TEXT BLOCK>
########################################

Fundamental to implement conditions on data.
We pick again our old non-modified dataframe.
The 3 fundamental boolean operators for filters are:
- & and
- | or
- ~ not

Remember to put brackets for more than one condition inside filter
e.g. `.filter((...) & (...) | (...))`

In [13]:
df_people_forty = df.filter(condition=(40 <= df.age) & (df.age < 50))
df_people_forty.show()

+---+----+---+
| id|name|age|
+---+----+---+
|  2| Bob| 45|
+---+----+---+



In [14]:
# remember the select operation presented at the start to chose only relevant columns
df_people_forty_anonymized = df_people_forty.select(["id", "age"])
df_people_forty_anonymized.show()

+---+---+
| id|age|
+---+---+
|  2| 45|
+---+---+



## Join

Join columns of another Dataframe.

########################################

SUPPLIED MATERIAL>
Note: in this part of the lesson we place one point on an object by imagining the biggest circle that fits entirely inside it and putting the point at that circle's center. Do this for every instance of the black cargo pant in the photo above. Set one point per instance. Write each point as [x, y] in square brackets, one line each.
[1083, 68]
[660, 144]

########################################

In the text on filtering dataframes, which symbol is given as the boolean "not" operator?

The tilde (~).